* Begin INPUT FOR THIS TASK *
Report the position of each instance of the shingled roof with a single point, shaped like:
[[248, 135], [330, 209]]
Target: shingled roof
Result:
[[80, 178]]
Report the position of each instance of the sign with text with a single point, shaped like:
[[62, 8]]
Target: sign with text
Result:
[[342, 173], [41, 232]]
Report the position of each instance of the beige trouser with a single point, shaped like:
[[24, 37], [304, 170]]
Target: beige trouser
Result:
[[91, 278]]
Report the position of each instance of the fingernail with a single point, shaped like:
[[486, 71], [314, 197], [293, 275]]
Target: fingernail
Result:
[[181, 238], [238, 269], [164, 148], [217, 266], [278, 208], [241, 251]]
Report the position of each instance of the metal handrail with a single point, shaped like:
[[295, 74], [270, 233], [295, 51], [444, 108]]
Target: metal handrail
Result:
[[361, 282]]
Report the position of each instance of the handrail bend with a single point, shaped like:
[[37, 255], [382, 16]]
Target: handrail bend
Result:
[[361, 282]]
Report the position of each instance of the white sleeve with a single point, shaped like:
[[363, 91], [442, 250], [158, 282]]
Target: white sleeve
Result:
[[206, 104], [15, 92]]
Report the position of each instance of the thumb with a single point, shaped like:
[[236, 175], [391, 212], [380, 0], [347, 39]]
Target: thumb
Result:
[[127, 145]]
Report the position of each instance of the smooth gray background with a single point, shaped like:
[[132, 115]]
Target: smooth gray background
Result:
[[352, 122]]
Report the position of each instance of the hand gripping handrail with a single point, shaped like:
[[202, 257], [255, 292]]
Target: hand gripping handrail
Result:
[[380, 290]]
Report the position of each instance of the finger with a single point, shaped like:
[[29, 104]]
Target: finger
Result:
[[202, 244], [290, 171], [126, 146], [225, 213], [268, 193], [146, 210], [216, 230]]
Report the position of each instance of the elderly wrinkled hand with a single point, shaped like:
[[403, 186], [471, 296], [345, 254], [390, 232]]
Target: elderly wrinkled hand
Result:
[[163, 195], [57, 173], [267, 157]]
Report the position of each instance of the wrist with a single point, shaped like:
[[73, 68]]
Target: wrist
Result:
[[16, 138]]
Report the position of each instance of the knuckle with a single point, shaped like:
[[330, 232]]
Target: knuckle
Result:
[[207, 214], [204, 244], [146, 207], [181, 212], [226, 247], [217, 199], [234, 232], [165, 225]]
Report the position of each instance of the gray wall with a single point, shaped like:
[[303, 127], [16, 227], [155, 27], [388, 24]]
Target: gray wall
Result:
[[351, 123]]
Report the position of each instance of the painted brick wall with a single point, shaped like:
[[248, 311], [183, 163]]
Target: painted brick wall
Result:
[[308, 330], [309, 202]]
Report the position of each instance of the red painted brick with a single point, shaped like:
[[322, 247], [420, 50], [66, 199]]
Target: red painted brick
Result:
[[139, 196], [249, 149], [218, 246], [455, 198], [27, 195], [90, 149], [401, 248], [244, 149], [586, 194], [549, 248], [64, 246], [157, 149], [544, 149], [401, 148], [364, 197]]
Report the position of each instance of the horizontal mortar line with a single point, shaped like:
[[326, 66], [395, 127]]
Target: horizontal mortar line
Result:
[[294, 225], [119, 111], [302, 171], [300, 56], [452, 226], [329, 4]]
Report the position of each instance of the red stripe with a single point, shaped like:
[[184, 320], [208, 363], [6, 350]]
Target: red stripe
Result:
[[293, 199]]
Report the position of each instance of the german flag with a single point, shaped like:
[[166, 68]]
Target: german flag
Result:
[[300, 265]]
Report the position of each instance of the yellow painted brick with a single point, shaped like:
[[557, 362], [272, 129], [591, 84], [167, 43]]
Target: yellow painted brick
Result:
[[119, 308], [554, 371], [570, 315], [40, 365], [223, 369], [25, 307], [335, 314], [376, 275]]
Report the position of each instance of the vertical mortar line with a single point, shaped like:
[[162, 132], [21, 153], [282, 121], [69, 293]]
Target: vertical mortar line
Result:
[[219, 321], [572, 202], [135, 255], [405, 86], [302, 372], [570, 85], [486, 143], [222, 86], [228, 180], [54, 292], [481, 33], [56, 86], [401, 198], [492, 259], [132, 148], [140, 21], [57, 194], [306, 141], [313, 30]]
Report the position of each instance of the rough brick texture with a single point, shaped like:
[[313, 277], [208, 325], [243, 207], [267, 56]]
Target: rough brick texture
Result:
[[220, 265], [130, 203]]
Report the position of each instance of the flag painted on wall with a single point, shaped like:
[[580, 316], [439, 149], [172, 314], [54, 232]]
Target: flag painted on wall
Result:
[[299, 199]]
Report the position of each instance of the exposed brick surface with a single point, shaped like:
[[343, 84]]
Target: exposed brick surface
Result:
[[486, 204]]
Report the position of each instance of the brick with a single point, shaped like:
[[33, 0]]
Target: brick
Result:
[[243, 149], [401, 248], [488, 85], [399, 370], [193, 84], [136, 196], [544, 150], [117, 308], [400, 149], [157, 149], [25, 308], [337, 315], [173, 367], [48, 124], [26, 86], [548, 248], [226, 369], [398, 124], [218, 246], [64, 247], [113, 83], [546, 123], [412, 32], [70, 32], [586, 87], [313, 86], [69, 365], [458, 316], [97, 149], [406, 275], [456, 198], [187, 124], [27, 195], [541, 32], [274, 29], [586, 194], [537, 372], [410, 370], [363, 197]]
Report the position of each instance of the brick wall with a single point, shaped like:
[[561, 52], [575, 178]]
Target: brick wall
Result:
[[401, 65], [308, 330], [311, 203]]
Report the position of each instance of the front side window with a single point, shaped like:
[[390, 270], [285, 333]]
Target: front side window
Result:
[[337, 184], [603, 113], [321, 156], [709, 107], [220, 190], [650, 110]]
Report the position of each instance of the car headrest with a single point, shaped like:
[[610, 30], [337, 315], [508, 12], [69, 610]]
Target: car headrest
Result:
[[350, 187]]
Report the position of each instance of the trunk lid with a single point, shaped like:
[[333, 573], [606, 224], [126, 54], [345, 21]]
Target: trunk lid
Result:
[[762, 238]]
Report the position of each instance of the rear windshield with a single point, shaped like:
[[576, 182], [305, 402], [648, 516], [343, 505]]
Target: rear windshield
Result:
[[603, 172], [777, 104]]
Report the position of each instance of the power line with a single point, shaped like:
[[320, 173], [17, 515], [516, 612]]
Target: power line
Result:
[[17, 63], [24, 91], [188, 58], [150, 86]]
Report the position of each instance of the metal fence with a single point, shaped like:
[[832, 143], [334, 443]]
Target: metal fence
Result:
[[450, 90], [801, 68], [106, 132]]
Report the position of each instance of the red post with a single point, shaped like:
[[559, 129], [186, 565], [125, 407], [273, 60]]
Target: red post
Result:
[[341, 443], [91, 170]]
* End INPUT FOR THIS TASK *
TASK GOAL>
Copy out all of the records above, character for character, with no changes.

EXERCISE OUTPUT>
Report the position of each instance of the shingled roof with a single point, shaped like:
[[248, 135], [330, 209]]
Target: shingled roof
Result:
[[80, 178]]
Report the position of each instance of the sign with text with a single point, shaped like:
[[62, 8]]
Target: sign with text
Result:
[[342, 173], [41, 232]]
Report the position of each instance of the beige trouser with a single point, shaped like:
[[24, 37], [304, 170]]
Target: beige trouser
Result:
[[91, 278]]
Report the position of each instance of the fingernail with a single point, shaped like:
[[486, 71], [314, 197], [293, 275]]
Target: fingernail
Result:
[[181, 238], [238, 269], [164, 148], [217, 266], [278, 208], [241, 251]]
Report the position of each instance of the metal handrail with a single point, shaped like:
[[295, 74], [270, 233], [295, 51], [444, 108]]
Target: metal handrail
Result:
[[361, 282]]
Report the position of each instance of the handrail bend with a single point, shaped like:
[[37, 255], [382, 16]]
Target: handrail bend
Result:
[[361, 282]]
Report the position of each instance of the white sleeve with a single point, shaped like:
[[363, 91], [442, 250], [158, 282]]
Target: white sleeve
Result:
[[206, 104], [15, 92]]
Report the position of each instance of the thumb with a single point, shaped like:
[[236, 175], [391, 212], [380, 0], [347, 39]]
Target: thumb
Result:
[[127, 145]]
Report the position of each instance of the smooth gray background with a single point, shaped like:
[[132, 115]]
Target: smooth gray background
Result:
[[352, 122]]
Report the position of each instance of the hand gripping handrail with a single point, shaped like:
[[202, 257], [255, 292]]
Target: hand gripping handrail
Result:
[[380, 290]]
Report the position of each instance of the finger with a single point, shaped like:
[[29, 104]]
Target: finger
Result:
[[202, 244], [290, 171], [126, 146], [225, 213], [268, 193], [146, 210], [216, 230]]
Report the position of each instance of the elderly wrinkled hand with a single point, shaped like:
[[403, 186], [471, 296], [345, 254], [390, 232]]
Target: elderly wrinkled hand
Result:
[[163, 195], [57, 173], [267, 157]]
Report the position of each instance of the wrist with a single point, shaped like:
[[73, 68]]
Target: wrist
Result:
[[16, 138]]
Report the position of each instance of the knuckle with a single point, shaped like:
[[330, 232]]
Target: knuckle
Result:
[[207, 214], [204, 244], [146, 207], [181, 212], [226, 247], [217, 199], [234, 232], [165, 225]]
Report the position of each instance of the gray wall with a single point, shaped like:
[[303, 127], [16, 227], [155, 27], [388, 24]]
Target: gray wall
Result:
[[351, 123]]
Report the position of each instance of the painted brick wall with a single point, shaped like:
[[248, 311], [183, 163]]
Target: painted brick wall
Result:
[[308, 330], [309, 202]]
Report the position of each instance of the red painted brick with a single point, shaped like:
[[322, 247], [420, 50], [66, 199]]
Target: red painted brick
Result:
[[139, 196], [249, 149], [218, 246], [455, 198], [27, 195], [90, 149], [401, 248], [244, 149], [586, 194], [549, 248], [64, 246], [157, 149], [544, 149], [401, 148], [364, 197]]
Report the position of each instance of the horizontal mortar line with a single point, shaped like:
[[326, 66], [395, 127]]
Target: horizontal mortar line
Result:
[[294, 225], [119, 111], [302, 171], [300, 56], [452, 226], [329, 4]]
Report the position of each instance of the red stripe with a single point, shaped like:
[[184, 320], [208, 363], [6, 350]]
Target: red stripe
Result:
[[293, 199]]
Report the position of each instance of the german flag with a single point, shaped like:
[[166, 68]]
Target: german flag
Result:
[[300, 265]]
Report the position of each instance of the yellow painted brick with a single point, shaped like:
[[557, 362], [272, 129], [591, 84], [167, 43]]
Target: yellow painted brick
Result:
[[119, 308], [554, 371], [570, 315], [40, 365], [223, 369], [25, 307], [335, 314], [376, 275]]
Report the position of each instance of the vertical mortar line with a single point, shaped like:
[[162, 132], [21, 153], [282, 121], [69, 293]]
Target: vertical mortar line
Result:
[[219, 321], [572, 202], [135, 255], [405, 86], [302, 372], [570, 85], [486, 143], [222, 86], [228, 180], [54, 292], [481, 33], [56, 86], [401, 198], [492, 259], [132, 148], [140, 21], [57, 194], [306, 141], [313, 30]]
Report the position of each instance of the rough brick texture with a single point, shaped like:
[[313, 277], [208, 325], [243, 207], [267, 56]]
Target: rough brick texture
Result:
[[220, 265], [130, 203]]
Report the position of each instance of the flag painted on wall with a single point, shaped like:
[[580, 316], [439, 149], [172, 314], [54, 232]]
Target: flag painted on wall
Result:
[[299, 199]]
Report the position of each instance of the exposed brick surface with a single point, shaped like:
[[343, 84]]
Target: exposed brick surface
Result:
[[486, 204]]
Report the position of each instance of the brick with a single point, shaped like:
[[33, 0]]
Target: brick
Result:
[[243, 149], [401, 248], [488, 85], [399, 370], [193, 84], [136, 196], [544, 150], [117, 308], [400, 149], [157, 149], [25, 308], [337, 315], [173, 367], [48, 124], [26, 86], [548, 248], [226, 369], [398, 124], [218, 246], [64, 247], [113, 83], [546, 123], [412, 32], [70, 32], [586, 87], [313, 86], [69, 365], [458, 316], [97, 149], [406, 275], [456, 198], [187, 124], [27, 195], [541, 32], [274, 29], [586, 194], [537, 372], [410, 370], [363, 197]]
Report the position of each instance of the brick wall with a single point, shaped like:
[[561, 52], [575, 178]]
Target: brick wall
Result:
[[401, 65], [308, 330], [311, 203]]
Report the position of each instance of the front side window with a single point, shaped like:
[[390, 270], [285, 333]]
Target: front side window
Result:
[[337, 184], [603, 113], [321, 156], [709, 107], [220, 190], [650, 110]]
Report the position of each instance of the car headrest with a single point, shaped like:
[[610, 30], [337, 315], [508, 12], [69, 610]]
Target: car headrest
Result:
[[350, 187]]
Report the position of each instance of the trunk lid with a single point, shaped like:
[[333, 573], [606, 224], [126, 54], [345, 21]]
Target: trunk lid
Result:
[[762, 238]]
Report the position of each instance of the rear windshield with a single point, shaped like:
[[576, 182], [305, 402], [648, 516], [343, 505]]
Target: rear windshield
Result:
[[603, 172], [777, 104]]
Report the position of each instance of the power line with a single point, shaped like:
[[320, 173], [17, 515], [516, 612]]
Target: power line
Result:
[[17, 63], [24, 91], [188, 58], [150, 86]]
Report the position of each instance of the metal fence with a single point, shaped like:
[[832, 143], [334, 443]]
Target: metal fence
Result:
[[450, 90], [801, 68], [106, 132]]
Report the position of each instance of the red post with a single point, shaped like:
[[559, 129], [186, 565], [125, 407], [273, 60]]
Target: red post
Result:
[[341, 443], [91, 170]]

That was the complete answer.